**Check your understanding**
1. Answer these questions using the article about Roseann Sdoia's recovery below.
(a) How old is Sdoia?
(b) At which hospital did she spend about a week for therapy?
(c) What is the name of her physical therapist?
2. Translate this sentence from the article about Roseann Sdoia's recovery into Spanish: "Then she heard a popping noise and realized it was too late to run away."
3. Carry on the article about Roseann Sdoia's recovery from where it stops.

BOSTON -- Roseann Sdoia still thinks about how all the shrapnel flew. How some people were hit and some weren't, all just inches away from one another. She would love to understand it, because not a day has gone by since the Boston Marathon bombings when she hasn't had to cope with the aftermath.
More than two months later, the 45-year-old amputee is learning how to walk on the artificial limb that has replaced part of her right leg after an above-the-knee amputation.
The physical therapy is something that other marathon amputees have either already undergone or will experience in the future. While some bombing survivors have had their artificial limbs for a while, others have yet to get to the stage Sdoia has reached.
"In all honesty, do I wish I had it? Of course, no," Sdoia said on a recent afternoon after physical therapy. "But I think I like it better with the leg on than without the leg. Looking in the mirror, yeah, it's difficult. And if anybody says it isn't, they're lying."
On April 15, she saw a flash of light at her feet while watching for a friend to pass her on Boylston Street on the way to the race's finish line. Then she heard a popping noise and realized it was too late to run away.
Since then, Sdoia has battled against indulging her disability. She didn't want to have someone pushing her around in a wheelchair or to think too much about the suspects who changed her life and ended three others. As time passed, she found her emotions weren't as raw as in the beginning. But being up on two legs again has brought some strong feelings bubbling to the surface.
The resident of Boston's North End spent about a week at Spaulding Rehabilitation Hospital recently for therapy aimed at getting her accustomed to her new prosthetic. Part of that meant time looking in the mirror, studying her gait and trying to accept a new image that can bring a few tears when she talks about it.
During a recent workout, Sdoia watched her reflection as she paced back and forth on crutches and her prosthetic in a hospital gym. Her physical therapist, Dara Casparian, had her focus on how to kick out her prosthetic for a natural stride forward. Sdoia worked to balance herself by putting weight on the side of her body she hadn't been leaning on for months.
"Your brain now thinks your center of mass is here on your left side," Casparian said. "It's just going to take time and comfort and trusting that leg."

**Excerpted data**
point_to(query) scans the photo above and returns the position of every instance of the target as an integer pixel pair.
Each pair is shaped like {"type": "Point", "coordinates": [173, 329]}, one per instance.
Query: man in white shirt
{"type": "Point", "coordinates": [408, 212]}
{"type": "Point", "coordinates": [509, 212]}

**Solved problems**
1.
(a) 45
(b) Spaulding Rehabilitation Hospital
(c) Dara Casparian

2. Luego oyó un estallido y se dio cuenta de que era demasiado tarde para huir.

3.
"We have a lot of work to do," Sdoia told her.
Sdoia previously spent time at Spaulding for therapy after surgeries at Massachusetts General Hospital following the attack. In mid-May, she left Spaulding on crutches and returned home for the first time, vowing to move forward and take one day of her recovery at a time.
But now she has to wake up in the morning and put on her new right leg, while accepting this is something she'll have to do the rest of her life. She said she is determined not to complain, and laughed while saying she's nicknamed the artificial limb "this sucker" – not yet sure whether it's her friend or enemy.
"It definitely is something I need to get around and to live a regular life, and I think it's too soon to say exactly what I feel," she said.
Sdoia is an athlete who ran more than a few road races before that day she went to Boylston Street to be a marathon spectator. And the petite, peppy blonde who works in property management plans to go back to recreational running again.
Sabrina Dellorusso, who was with her at the marathon but barely suffered a scratch, called Sdoia the kind of friend who would call early on a weekend morning to make sure you got up to run a 5K with her.
She showed the same kind of grit at Spaulding recently, where she stuck to a three-hour-a-day exercise schedule. Sdoia said her suction-type prosthetic wasn't painful, but it added an extra 10 pounds to her body, and the fit still felt awkward.
But she seemed to forget that when Dellorusso stopped by for a hospital visit and she reached out to her. The two hugged as Sdoia stood up on her own, with no crutches necessary.
"Physically, she's a little different. But she's going to be the same," Dellorusso said.
Sdoia said her short-term goals are to walk and climb stairs with confidence. In the longer term, she wants to return to her normal routine of running, driving and going to work. While she still has questions about what happened that day, she thinks of herself as the same person who is just starting another chapter of life.
"I don't think it's changed me in any fashion. I just continue to be who I am," Sdoia said. "Some people think it's inspiring. I think that's kind of funny."